HP Forums

Full Version: A Tiny (WP34S) program does a lot
You're currently viewing a stripped down version of our content. View the full version with proper formatting.
Pages: 1 2
While looking at a graph of the "Factorial" Gamma(X+1) function I noticed that between the points 0 and 1 where the value of the function is 1 (one), the function dips below one. I was curious how to find the minimum value between these two points. Using SLV with the f'(x) function made it quite easy. This tiny program illustrates how powerful a small WP-34S program can be. It took only 15 program steps on the WP-34S and over 40 on the HP-15C.
Code:

LBL A                //Entry point for the program
# 000                //Lower search limit 0
# 001                //Upper search limit 1
SLV 00               //Find the zero point of the derivative
RTN                  //Return if SLV succeeds
ERR 20               //If SLV fails show "No root Found"
LBL 00               //Function to find the first derivative
f'(x) 01
RTN
LBL 01               //Function to calculate the Factorial of value
x!
RTN
LBL'[DELTA]X'        //Function to set the Delta X of derivative
# 001
SDR 005              //Set Delta X to .00001
END

It takes a while to run on the real WP-34S (about 46 seconds), but is almost instantaneous on the emulator.

Data supplied>
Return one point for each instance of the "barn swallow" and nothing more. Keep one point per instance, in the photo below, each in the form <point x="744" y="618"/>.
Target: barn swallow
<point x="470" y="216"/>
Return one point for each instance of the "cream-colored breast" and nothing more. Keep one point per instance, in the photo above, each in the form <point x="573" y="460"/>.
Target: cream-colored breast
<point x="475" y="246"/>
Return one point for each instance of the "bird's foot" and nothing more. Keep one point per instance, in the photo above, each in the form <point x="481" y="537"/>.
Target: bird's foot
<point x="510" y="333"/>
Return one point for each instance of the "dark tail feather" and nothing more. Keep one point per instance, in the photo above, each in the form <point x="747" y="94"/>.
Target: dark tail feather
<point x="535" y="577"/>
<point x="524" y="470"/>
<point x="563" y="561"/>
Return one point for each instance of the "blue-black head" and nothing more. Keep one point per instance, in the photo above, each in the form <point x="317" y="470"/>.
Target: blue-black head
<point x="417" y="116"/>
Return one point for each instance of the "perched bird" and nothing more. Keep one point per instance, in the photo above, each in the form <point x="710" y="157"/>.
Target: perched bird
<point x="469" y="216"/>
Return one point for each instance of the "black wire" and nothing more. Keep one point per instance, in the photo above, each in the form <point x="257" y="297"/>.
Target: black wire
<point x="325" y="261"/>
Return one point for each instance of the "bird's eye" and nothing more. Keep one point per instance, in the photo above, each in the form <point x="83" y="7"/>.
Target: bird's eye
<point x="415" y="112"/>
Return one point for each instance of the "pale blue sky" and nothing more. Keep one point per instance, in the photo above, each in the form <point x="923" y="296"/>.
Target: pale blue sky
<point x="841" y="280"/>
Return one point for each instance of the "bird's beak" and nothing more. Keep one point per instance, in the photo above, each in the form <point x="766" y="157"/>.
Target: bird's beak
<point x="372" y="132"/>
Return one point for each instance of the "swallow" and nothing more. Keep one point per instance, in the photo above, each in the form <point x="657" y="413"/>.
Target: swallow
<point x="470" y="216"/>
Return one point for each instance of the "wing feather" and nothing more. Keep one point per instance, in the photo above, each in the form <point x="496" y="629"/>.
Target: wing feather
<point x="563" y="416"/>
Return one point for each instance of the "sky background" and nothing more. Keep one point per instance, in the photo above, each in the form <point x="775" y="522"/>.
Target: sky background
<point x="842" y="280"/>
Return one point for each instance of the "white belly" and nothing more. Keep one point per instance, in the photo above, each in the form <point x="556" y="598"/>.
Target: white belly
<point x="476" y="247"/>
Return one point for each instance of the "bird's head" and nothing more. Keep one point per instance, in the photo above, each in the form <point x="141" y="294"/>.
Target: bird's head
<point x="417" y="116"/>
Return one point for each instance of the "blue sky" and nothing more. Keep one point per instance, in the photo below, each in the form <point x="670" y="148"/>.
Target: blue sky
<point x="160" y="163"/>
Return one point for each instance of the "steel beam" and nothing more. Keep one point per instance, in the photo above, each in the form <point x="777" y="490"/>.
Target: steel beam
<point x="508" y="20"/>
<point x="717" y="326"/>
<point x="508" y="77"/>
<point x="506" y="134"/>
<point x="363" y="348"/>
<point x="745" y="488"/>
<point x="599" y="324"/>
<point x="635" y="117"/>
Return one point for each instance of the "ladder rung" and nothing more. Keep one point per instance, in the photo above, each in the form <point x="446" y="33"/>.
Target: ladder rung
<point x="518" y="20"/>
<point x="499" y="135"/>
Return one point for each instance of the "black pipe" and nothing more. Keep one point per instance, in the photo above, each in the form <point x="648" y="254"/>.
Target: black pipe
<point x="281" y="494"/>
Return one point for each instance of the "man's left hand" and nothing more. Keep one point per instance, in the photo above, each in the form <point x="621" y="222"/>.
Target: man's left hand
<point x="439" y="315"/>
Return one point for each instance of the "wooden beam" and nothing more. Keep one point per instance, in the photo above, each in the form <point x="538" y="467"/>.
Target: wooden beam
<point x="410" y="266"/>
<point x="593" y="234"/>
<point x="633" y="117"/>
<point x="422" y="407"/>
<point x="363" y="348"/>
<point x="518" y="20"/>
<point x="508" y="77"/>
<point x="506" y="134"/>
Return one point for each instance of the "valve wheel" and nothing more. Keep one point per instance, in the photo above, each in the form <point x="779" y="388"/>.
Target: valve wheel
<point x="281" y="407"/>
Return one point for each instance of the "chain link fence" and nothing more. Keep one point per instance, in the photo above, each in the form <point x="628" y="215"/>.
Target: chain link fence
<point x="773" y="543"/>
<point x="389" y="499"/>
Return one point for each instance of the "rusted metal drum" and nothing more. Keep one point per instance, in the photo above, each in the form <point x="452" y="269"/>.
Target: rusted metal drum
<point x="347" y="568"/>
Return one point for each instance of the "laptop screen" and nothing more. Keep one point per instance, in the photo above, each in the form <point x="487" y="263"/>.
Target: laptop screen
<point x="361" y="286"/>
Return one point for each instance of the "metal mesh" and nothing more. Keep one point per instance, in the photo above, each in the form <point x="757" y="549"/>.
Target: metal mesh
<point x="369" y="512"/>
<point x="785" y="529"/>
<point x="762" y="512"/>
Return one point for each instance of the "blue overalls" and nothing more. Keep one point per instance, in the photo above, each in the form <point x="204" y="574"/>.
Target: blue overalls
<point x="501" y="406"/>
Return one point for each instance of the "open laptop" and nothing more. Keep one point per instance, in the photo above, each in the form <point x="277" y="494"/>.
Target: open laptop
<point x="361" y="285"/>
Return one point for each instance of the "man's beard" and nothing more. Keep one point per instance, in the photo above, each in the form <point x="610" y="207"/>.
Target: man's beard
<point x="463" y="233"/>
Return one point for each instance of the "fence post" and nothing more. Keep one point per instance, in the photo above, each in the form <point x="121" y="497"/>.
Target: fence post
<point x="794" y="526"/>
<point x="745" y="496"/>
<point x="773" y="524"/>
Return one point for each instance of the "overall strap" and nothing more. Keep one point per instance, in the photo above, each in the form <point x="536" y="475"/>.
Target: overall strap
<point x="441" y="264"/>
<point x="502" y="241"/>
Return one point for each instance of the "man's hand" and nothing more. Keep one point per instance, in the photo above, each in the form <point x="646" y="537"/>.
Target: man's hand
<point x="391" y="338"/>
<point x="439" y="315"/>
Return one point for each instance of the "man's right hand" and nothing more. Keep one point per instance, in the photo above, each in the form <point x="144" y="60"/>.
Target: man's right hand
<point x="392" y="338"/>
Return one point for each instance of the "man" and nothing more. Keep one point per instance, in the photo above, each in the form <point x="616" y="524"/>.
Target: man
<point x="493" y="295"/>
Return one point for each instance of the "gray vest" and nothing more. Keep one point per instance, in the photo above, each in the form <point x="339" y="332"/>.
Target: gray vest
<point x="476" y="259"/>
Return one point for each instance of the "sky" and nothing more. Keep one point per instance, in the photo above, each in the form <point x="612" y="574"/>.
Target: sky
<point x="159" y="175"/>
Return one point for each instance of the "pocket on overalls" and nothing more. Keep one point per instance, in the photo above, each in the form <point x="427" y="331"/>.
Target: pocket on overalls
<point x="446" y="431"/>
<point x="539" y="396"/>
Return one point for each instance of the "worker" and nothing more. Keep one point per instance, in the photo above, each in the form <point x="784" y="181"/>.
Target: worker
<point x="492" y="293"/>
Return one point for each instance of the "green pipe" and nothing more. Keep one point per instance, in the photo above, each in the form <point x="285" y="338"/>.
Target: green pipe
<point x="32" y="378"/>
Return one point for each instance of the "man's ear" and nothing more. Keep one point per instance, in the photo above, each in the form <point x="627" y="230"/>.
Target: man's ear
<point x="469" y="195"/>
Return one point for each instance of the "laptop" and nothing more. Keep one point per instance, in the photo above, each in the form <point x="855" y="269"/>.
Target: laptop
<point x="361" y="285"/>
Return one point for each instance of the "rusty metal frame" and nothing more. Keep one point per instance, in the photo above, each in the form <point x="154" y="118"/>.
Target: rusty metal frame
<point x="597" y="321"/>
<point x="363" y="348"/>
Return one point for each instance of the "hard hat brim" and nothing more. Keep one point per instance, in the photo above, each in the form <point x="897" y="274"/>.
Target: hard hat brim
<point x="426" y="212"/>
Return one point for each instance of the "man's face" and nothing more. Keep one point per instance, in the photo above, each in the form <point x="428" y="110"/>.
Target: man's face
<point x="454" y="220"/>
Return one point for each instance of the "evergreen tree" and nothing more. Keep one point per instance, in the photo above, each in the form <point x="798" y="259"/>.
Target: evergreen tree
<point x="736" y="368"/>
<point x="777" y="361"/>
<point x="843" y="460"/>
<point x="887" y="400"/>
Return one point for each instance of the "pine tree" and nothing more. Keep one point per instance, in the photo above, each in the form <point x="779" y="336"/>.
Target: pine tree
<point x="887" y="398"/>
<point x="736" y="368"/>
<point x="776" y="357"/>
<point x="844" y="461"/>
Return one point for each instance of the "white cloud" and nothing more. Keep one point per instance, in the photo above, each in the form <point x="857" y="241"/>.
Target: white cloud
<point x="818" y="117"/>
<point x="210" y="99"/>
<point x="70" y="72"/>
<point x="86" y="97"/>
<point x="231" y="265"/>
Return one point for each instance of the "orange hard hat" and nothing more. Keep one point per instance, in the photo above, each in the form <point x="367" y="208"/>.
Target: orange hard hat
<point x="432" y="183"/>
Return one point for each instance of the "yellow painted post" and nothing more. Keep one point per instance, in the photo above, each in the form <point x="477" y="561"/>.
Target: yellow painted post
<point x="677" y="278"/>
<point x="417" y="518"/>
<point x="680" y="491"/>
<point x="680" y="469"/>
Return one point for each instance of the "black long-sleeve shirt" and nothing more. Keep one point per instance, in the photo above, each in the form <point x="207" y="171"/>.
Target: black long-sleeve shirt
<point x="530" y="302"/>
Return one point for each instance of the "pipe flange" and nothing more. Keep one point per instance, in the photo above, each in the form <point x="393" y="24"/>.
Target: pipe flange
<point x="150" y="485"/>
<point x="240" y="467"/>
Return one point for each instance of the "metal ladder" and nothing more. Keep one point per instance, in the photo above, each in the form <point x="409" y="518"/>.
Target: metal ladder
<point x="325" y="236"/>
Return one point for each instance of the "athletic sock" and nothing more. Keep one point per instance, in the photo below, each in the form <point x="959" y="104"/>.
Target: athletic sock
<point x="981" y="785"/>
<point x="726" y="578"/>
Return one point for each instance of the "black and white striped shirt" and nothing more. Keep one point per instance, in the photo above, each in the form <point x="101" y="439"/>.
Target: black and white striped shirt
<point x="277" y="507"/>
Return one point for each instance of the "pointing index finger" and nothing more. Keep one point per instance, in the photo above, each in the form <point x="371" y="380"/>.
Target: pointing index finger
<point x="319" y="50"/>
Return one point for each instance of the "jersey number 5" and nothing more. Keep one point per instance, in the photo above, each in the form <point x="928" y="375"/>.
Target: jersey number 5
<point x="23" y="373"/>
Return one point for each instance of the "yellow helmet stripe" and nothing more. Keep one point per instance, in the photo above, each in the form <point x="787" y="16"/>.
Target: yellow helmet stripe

Written problem 1>
In the WP-34S program post, write out the stretch from "LBL 00               //Funct" through "on the emulator." again, with "emulator" replaced by "simulator".
Written problem 2>
Translate this sentence from the WP-34S program post into Spanish: "It took only 15 program steps on the WP-34S and over 40 on the HP-15C."

Final result 1>
LBL 00               //Function to find the first derivative
f'(x) 01
RTN
LBL 01               //Function to calculate the Factorial of value
x!
RTN
LBL'[DELTA]X'        //Function to set the Delta X of derivative
# 001
SDR 005              //Set Delta X to .00001
END

It takes a while to run on the real WP-34S (about 46 seconds), but is almost instantaneous on the simulator.

Final result 2>
Solo necesitó 15 pasos de programa en la WP-34S y más de 40 en la HP-15C.